Natural language region descriptions
________________________________________
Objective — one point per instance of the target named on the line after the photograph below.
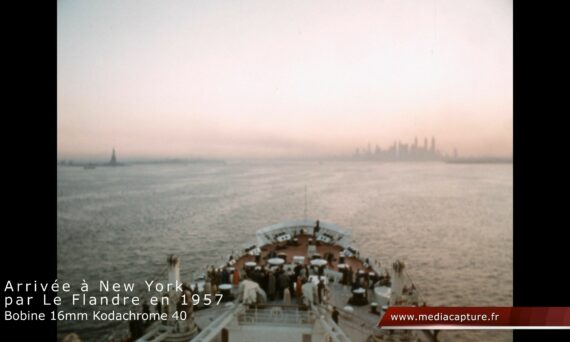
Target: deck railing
(276, 314)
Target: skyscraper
(113, 158)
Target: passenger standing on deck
(320, 289)
(335, 315)
(287, 296)
(282, 282)
(271, 286)
(298, 289)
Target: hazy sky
(282, 78)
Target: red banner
(411, 317)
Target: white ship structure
(300, 281)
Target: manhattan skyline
(225, 79)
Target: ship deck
(302, 249)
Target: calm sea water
(450, 224)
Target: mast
(305, 214)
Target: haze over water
(255, 78)
(450, 224)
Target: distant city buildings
(399, 151)
(113, 160)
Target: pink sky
(282, 78)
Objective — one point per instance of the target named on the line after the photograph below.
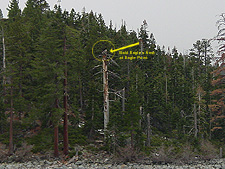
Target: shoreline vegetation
(64, 96)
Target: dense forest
(52, 94)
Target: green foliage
(42, 44)
(42, 141)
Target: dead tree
(65, 124)
(105, 90)
(11, 122)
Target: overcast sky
(177, 23)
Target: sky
(177, 23)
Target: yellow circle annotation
(103, 41)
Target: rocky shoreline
(44, 164)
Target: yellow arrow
(128, 46)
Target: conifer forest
(64, 85)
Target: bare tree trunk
(195, 122)
(81, 95)
(199, 108)
(56, 133)
(65, 124)
(148, 130)
(56, 141)
(105, 93)
(123, 100)
(132, 135)
(4, 65)
(11, 122)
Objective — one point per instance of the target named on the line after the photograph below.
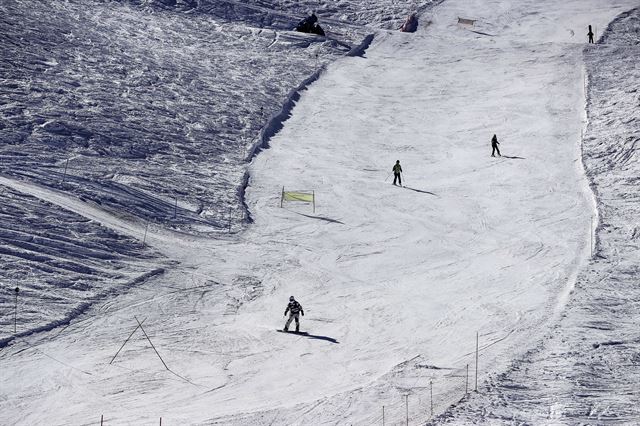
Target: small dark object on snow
(410, 25)
(310, 25)
(397, 173)
(294, 309)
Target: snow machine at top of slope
(410, 25)
(310, 25)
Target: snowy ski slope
(395, 282)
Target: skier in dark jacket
(494, 146)
(397, 172)
(294, 309)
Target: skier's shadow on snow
(313, 336)
(420, 191)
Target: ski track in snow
(401, 280)
(586, 369)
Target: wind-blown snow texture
(150, 104)
(395, 281)
(60, 261)
(156, 111)
(587, 371)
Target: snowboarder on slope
(397, 171)
(494, 146)
(294, 309)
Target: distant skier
(397, 173)
(294, 309)
(494, 146)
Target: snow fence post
(125, 342)
(15, 312)
(477, 345)
(64, 175)
(144, 239)
(591, 236)
(431, 392)
(406, 404)
(466, 382)
(151, 343)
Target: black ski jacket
(294, 307)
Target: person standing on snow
(294, 309)
(494, 146)
(397, 172)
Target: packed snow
(395, 281)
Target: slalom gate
(303, 196)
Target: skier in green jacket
(397, 172)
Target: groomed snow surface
(395, 282)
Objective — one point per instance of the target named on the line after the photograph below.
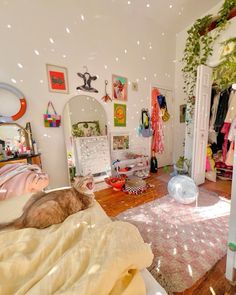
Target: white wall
(97, 41)
(86, 108)
(180, 128)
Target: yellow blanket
(85, 255)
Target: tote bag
(51, 120)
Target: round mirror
(88, 151)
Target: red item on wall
(157, 125)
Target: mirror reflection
(88, 151)
(14, 141)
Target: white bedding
(87, 254)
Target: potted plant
(182, 166)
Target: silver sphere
(183, 189)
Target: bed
(85, 254)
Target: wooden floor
(214, 282)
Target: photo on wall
(119, 115)
(119, 88)
(120, 142)
(57, 79)
(182, 113)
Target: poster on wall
(120, 142)
(119, 115)
(182, 113)
(57, 79)
(119, 88)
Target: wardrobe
(220, 138)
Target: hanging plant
(199, 47)
(224, 75)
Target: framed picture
(120, 141)
(182, 113)
(119, 115)
(119, 88)
(57, 79)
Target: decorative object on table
(183, 189)
(135, 186)
(166, 168)
(51, 120)
(87, 78)
(23, 104)
(93, 156)
(119, 88)
(145, 126)
(57, 79)
(120, 141)
(86, 129)
(137, 165)
(117, 183)
(182, 166)
(163, 107)
(119, 115)
(182, 113)
(106, 97)
(157, 124)
(176, 232)
(154, 164)
(135, 86)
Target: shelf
(129, 172)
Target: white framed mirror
(87, 145)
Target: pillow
(12, 208)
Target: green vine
(224, 75)
(199, 47)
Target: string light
(20, 65)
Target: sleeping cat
(45, 209)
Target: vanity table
(27, 159)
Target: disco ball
(183, 189)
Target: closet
(219, 162)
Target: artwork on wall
________________________________________
- **TASK GOAL**:
Set down exactly, and only, the lines from the one containing "Target: silver sphere" to the final line of the data.

- **FINISHED TASK**:
Target: silver sphere
(183, 189)
Target: bed
(85, 254)
Target: wooden floor
(214, 282)
Target: photo on wall
(119, 115)
(119, 88)
(120, 142)
(57, 79)
(182, 113)
Target: poster on wall
(120, 142)
(119, 115)
(182, 113)
(57, 79)
(119, 88)
Target: wardrobe
(220, 138)
Target: hanging plant
(199, 47)
(224, 75)
Target: framed picture
(120, 141)
(182, 113)
(119, 115)
(119, 88)
(57, 79)
Target: decorative object on table
(183, 189)
(135, 186)
(166, 168)
(51, 120)
(87, 78)
(23, 104)
(93, 156)
(119, 88)
(145, 126)
(57, 79)
(120, 141)
(86, 129)
(137, 165)
(117, 183)
(182, 166)
(163, 107)
(119, 115)
(182, 113)
(106, 97)
(157, 124)
(176, 232)
(154, 164)
(135, 86)
Target: shelf
(129, 172)
Target: white framed mirror
(87, 145)
Target: pillow
(12, 208)
Target: green vine
(224, 75)
(199, 47)
Target: string light
(20, 65)
Target: sleeping cat
(45, 209)
Target: vanity table
(27, 159)
Target: disco ball
(183, 189)
Target: closet
(219, 162)
Target: artwork on wall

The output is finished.